PROBLEM REQUIREMENTS
Please recast the data below as a Markdown table with the columns "Row" and "Text", giving each line its row number and omitting blank lines.

Dataset records
————————
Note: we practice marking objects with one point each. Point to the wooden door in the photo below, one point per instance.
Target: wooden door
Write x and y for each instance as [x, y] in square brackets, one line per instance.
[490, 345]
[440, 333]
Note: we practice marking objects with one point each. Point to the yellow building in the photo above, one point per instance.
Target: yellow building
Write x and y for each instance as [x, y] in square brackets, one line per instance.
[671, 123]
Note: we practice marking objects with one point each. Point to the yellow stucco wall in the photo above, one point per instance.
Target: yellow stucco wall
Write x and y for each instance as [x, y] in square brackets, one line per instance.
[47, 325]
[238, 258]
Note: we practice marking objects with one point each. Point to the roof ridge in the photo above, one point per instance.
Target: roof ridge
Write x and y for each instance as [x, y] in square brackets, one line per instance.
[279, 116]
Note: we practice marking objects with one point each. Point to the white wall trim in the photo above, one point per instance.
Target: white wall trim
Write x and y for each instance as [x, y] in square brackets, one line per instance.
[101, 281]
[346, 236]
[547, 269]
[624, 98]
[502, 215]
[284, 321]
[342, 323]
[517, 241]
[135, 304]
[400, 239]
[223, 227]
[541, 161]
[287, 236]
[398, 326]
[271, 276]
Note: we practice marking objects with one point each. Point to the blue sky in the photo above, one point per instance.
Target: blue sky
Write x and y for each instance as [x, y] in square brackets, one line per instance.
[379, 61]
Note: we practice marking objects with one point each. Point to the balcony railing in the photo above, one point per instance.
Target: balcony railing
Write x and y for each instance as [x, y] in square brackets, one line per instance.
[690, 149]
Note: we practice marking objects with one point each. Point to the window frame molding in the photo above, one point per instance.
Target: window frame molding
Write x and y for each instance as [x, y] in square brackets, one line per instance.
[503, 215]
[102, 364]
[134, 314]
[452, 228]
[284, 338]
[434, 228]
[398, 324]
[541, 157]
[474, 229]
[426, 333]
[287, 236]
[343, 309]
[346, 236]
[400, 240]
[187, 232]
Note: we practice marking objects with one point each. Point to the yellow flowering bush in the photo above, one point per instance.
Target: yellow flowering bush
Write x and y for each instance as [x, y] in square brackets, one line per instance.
————————
WORKED ANSWER
| Row | Text |
|---|---|
| 1 | Note: we practice marking objects with one point each. Point to the wooden door in the photo below, one point per instance. |
| 2 | Target: wooden door |
| 3 | Write x and y for each instance as [x, y] in square brackets, one line per instance. |
| 4 | [490, 345] |
| 5 | [440, 333] |
| 6 | Note: we practice marking objects with one point each. Point to the yellow building in the photo above, one point per instance. |
| 7 | Target: yellow building |
| 8 | Write x and y for each instance as [x, y] in square brackets, one line per instance. |
| 9 | [671, 123] |
| 10 | Note: we practice marking objects with one point each. Point to the yellow stucco wall in the photo above, one point per instance. |
| 11 | Target: yellow stucco wall |
| 12 | Write x and y for each instance as [x, y] in square brackets, one line per instance. |
| 13 | [47, 325] |
| 14 | [238, 258] |
| 15 | Note: we practice marking objects with one point each. Point to the roof ridge in the photo above, one point per instance. |
| 16 | Target: roof ridge |
| 17 | Write x and y for each instance as [x, y] in square brackets, one line per instance. |
| 18 | [279, 116] |
| 19 | Note: we practice marking objects with one point each. Point to the white wall trim in the photo above, one point per instance. |
| 20 | Target: white wall trim |
| 21 | Write x and y for each instance as [x, y] in square brackets, one line per instance. |
| 22 | [101, 281] |
| 23 | [346, 236] |
| 24 | [547, 269] |
| 25 | [624, 98] |
| 26 | [502, 215] |
| 27 | [284, 321] |
| 28 | [342, 323] |
| 29 | [517, 241] |
| 30 | [135, 304] |
| 31 | [400, 239] |
| 32 | [223, 227] |
| 33 | [541, 161] |
| 34 | [287, 236] |
| 35 | [398, 326] |
| 36 | [271, 276] |
| 37 | Note: we practice marking objects with one point each. Point to the blue sky in the photo above, one point per instance. |
| 38 | Target: blue sky |
| 39 | Write x and y for each instance as [x, y] in square brackets, one line per instance. |
| 40 | [379, 61] |
| 41 | Note: we practice marking objects with one point each. Point to the balcony railing in the photo above, one point per instance. |
| 42 | Target: balcony railing |
| 43 | Write x and y for each instance as [x, y] in square brackets, one line per instance. |
| 44 | [690, 149] |
| 45 | Note: we practice marking objects with one point each. Point to the window frame molding in the photo above, one point per instance. |
| 46 | Target: window frame molding |
| 47 | Write x and y for each instance as [x, y] in square brackets, one line per instance. |
| 48 | [503, 215] |
| 49 | [102, 364] |
| 50 | [134, 314] |
| 51 | [452, 228] |
| 52 | [284, 338] |
| 53 | [434, 228] |
| 54 | [398, 324] |
| 55 | [541, 157] |
| 56 | [474, 229] |
| 57 | [426, 333] |
| 58 | [287, 236] |
| 59 | [343, 309] |
| 60 | [346, 236] |
| 61 | [400, 240] |
| 62 | [187, 232] |
| 63 | Note: we practice marking objects with one point each. Point to the yellow flowering bush in the photo above, one point per instance. |
| 64 | Target: yellow flowering bush |
| 65 | Write x and y for each instance as [x, y] in square brackets, one line per instance. |